● Records for the exercise
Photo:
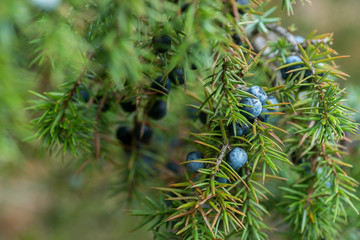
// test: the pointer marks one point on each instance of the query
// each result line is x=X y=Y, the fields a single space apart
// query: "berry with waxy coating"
x=253 y=110
x=272 y=99
x=236 y=158
x=236 y=39
x=291 y=59
x=124 y=135
x=264 y=117
x=158 y=110
x=145 y=135
x=158 y=84
x=161 y=43
x=259 y=93
x=194 y=166
x=176 y=76
x=84 y=95
x=241 y=129
x=128 y=104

● What to do
Return every line of the listing exactly, leaving its pictures behind.

● Task answer
Photo:
// test: the pointer marks one point on each instance of the query
// each result line is x=X y=Y, the fields a single space apart
// query: "berry with waxy coating"
x=253 y=110
x=272 y=99
x=236 y=158
x=236 y=39
x=291 y=59
x=124 y=135
x=264 y=117
x=158 y=110
x=145 y=135
x=158 y=84
x=161 y=43
x=259 y=93
x=194 y=166
x=176 y=76
x=84 y=95
x=241 y=129
x=128 y=104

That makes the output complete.